**Stored rows:**
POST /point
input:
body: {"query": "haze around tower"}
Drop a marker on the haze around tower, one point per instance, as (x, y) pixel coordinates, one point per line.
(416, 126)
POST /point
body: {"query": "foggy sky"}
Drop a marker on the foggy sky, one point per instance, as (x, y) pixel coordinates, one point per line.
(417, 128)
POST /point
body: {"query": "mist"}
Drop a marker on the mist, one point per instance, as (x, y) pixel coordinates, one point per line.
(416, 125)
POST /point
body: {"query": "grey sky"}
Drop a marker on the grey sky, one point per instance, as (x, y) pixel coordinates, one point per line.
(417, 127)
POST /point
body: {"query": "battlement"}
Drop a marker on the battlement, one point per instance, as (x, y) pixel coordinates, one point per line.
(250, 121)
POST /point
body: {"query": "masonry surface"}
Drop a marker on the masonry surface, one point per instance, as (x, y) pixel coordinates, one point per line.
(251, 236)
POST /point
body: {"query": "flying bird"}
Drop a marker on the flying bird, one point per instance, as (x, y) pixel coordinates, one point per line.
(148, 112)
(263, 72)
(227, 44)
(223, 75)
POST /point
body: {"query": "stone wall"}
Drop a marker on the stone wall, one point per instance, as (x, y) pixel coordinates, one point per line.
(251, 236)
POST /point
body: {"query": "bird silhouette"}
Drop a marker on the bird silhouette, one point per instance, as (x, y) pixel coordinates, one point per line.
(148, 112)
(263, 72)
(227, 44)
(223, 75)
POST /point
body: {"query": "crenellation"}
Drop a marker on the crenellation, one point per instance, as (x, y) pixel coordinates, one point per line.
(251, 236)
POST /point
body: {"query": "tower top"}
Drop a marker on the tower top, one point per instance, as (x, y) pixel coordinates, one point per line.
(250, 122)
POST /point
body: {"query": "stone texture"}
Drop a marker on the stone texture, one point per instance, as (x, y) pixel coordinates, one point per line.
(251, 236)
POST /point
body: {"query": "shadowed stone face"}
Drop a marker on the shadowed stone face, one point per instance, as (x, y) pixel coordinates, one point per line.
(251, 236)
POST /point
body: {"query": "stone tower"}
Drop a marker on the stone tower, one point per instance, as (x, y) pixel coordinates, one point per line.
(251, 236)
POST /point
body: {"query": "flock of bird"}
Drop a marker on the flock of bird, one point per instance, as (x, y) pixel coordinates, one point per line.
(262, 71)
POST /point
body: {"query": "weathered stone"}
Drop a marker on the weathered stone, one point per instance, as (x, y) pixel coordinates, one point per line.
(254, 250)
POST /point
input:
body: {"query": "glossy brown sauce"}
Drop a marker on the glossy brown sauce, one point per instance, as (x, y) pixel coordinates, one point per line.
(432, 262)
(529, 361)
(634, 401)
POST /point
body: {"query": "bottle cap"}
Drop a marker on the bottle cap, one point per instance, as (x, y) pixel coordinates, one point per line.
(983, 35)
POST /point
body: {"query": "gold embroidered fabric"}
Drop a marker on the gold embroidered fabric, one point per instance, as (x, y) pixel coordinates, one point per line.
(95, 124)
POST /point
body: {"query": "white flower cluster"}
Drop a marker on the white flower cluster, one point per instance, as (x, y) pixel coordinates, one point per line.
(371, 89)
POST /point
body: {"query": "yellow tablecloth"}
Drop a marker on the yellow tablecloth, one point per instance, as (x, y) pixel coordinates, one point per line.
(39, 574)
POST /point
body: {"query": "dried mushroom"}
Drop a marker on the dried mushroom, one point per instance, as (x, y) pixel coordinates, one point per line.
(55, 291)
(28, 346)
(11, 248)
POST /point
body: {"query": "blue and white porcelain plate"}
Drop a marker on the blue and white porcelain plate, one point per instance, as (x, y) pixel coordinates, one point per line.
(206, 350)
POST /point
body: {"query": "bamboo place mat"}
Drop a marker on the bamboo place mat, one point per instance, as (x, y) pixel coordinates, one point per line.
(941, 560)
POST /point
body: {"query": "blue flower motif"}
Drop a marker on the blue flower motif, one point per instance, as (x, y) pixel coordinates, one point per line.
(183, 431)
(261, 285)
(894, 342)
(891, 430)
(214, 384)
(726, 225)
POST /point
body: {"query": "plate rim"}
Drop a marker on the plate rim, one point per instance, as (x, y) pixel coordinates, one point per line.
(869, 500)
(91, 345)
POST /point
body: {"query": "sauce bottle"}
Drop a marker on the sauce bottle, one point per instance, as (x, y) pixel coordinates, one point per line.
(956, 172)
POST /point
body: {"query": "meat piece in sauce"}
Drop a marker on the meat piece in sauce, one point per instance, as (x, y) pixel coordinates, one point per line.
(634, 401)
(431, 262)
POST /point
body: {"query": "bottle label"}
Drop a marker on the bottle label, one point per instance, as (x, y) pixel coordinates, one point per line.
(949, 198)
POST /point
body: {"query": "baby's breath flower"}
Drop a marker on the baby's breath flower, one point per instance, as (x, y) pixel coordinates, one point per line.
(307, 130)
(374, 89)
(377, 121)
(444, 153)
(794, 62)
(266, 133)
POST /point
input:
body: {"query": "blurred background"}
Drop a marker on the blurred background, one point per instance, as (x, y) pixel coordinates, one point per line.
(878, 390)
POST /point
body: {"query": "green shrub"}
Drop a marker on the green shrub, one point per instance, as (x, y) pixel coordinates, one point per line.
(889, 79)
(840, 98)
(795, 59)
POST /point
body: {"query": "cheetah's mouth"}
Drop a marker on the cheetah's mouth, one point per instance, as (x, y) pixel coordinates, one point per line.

**Goal of the exercise:** From the listing above, extract all records word for word.

**The solution:**
POST /point
input:
body: {"query": "haze around tower"}
Drop a marker on the haze around tower, one point per instance, as (x, y) pixel coordinates, one point per line.
(416, 126)
POST /point
body: {"query": "foggy sky"}
Drop a marker on the foggy sky, one point per instance, as (x, y) pixel coordinates, one point per line.
(417, 128)
POST /point
body: {"query": "mist"}
Drop a marker on the mist, one point per instance, as (x, y) pixel coordinates, one point per line.
(416, 125)
POST /point
body: {"query": "grey sky"}
Drop a marker on the grey sky, one point per instance, as (x, y) pixel coordinates, one point per line.
(417, 127)
POST /point
body: {"query": "battlement"}
Drop a marker on the battlement, one point per instance, as (x, y) pixel coordinates, one point per line.
(250, 121)
POST /point
body: {"query": "masonry surface"}
Drop a marker on the masonry surface, one point per instance, as (x, y) pixel coordinates, one point per line.
(251, 236)
POST /point
body: {"query": "flying bird"}
Drop a marker on the flying bird, one point per instance, as (x, y) pixel coordinates, one point per line.
(148, 112)
(263, 72)
(227, 44)
(223, 75)
POST /point
body: {"query": "stone wall"}
Drop a marker on the stone wall, one point per instance, as (x, y) pixel coordinates, one point per line.
(251, 236)
POST /point
body: {"query": "bird silhouette"}
Drop a marker on the bird silhouette, one point per instance, as (x, y) pixel coordinates, one point per line.
(148, 112)
(263, 72)
(227, 44)
(223, 75)
POST /point
body: {"query": "crenellation"}
Drop a marker on the crenellation, one point per instance, as (x, y) pixel coordinates, one point per line.
(251, 236)
POST /point
body: {"query": "tower top"}
Drop a marker on the tower top, one point per instance, as (x, y) pixel coordinates, one point per line.
(250, 122)
POST /point
body: {"query": "stone texture"}
Drop a marker on the stone texture, one point per instance, as (x, y) pixel coordinates, one point per line.
(251, 236)
POST /point
body: {"query": "shadowed stone face"}
Drop a marker on the shadowed stone face, one point per instance, as (x, y) pixel coordinates, one point per line.
(251, 236)
POST /point
body: {"query": "stone tower"}
Drop a marker on the stone tower, one point per instance, as (x, y) pixel coordinates, one point per line.
(251, 236)
POST /point
body: {"query": "flock of bird"}
Drop a marker on the flock of bird, one point per instance, as (x, y) pixel coordinates, one point per line.
(262, 71)
POST /point
body: {"query": "weathered stone"}
Drop a marker on the weathered stone, one point per instance, as (x, y) pixel coordinates, one point per line.
(254, 250)
POST /point
input:
body: {"query": "glossy brown sauce"}
Drop a marker on the glossy brown sauce, one point per instance, as (x, y) pixel coordinates, one point per line.
(432, 262)
(529, 361)
(634, 401)
POST /point
body: {"query": "bottle cap"}
Drop a marker on the bottle cap, one point per instance, as (x, y) pixel coordinates, one point per line.
(983, 35)
POST /point
body: {"query": "gold embroidered fabric"}
Drop a marker on the gold embroidered fabric, one point per instance, as (x, y) pixel coordinates, one point per line.
(95, 124)
POST /point
body: {"query": "white flower cluster"}
Drop a marker on the white flower cluster, one point per instance, as (x, y) pixel coordinates, one point per line.
(371, 89)
POST /point
body: {"query": "yellow tablecloth"}
Drop a marker on the yellow tablecloth, one point per instance, as (x, y) pixel coordinates, one point per line.
(39, 574)
POST /point
body: {"query": "dried mushroom"}
Drop a marker on the dried mushroom, one point per instance, as (x, y) pixel coordinates, one point per line.
(55, 291)
(28, 346)
(11, 248)
POST /point
body: {"query": "blue and white porcelain plate"}
Drop a marker on the blue and white porcelain plate, one point per instance, as (x, y) pixel coordinates, one point per line.
(206, 350)
POST /point
body: {"query": "bamboo place mat"}
Drop a marker on the bamboo place mat, one point per instance, as (x, y) pixel coordinates, one point per line.
(941, 560)
POST /point
body: {"query": "blue flower motif"}
Drop a marker on the blue flower motif, one point per instance, as (x, y) pixel coordinates, one point per line.
(183, 431)
(261, 285)
(894, 342)
(891, 430)
(214, 384)
(726, 225)
POST /point
body: {"query": "plate rim"}
Drop a marker on the plate rim, one point per instance, as (x, y) pixel coordinates, one point per line.
(869, 500)
(91, 345)
POST /point
body: {"query": "sauce bottle"}
Drop a marker on the sauce bottle, one point per instance, as (x, y) pixel coordinates, one point per line.
(956, 172)
POST /point
body: {"query": "meat piece in sauce"}
Drop a marker on the meat piece in sauce, one point per instance, as (x, y) pixel coordinates, one point per line.
(634, 401)
(431, 262)
POST /point
body: {"query": "bottle label"}
Drop a marker on the bottle label, one point per instance, as (x, y) pixel coordinates, one point per line.
(949, 198)
POST /point
body: {"query": "baby's breath flower"}
Drop a marker on the baby's breath flower, one point per instance, as (x, y) pixel coordinates, one point per line.
(307, 130)
(374, 89)
(377, 121)
(444, 153)
(794, 62)
(266, 133)
POST /point
input:
body: {"query": "blurred background"}
Drop a marker on the blurred background, one point per instance, as (x, y) pixel coordinates, one point per line.
(878, 390)
POST /point
body: {"query": "green shrub"}
Drop a marker on the green shrub, one point per instance, as (x, y) pixel coordinates, one point per line.
(889, 79)
(840, 98)
(795, 59)
POST /point
body: {"query": "cheetah's mouth"}
Drop a marker on the cheetah's mouth, one point per instance, as (x, y) pixel coordinates, one point per line.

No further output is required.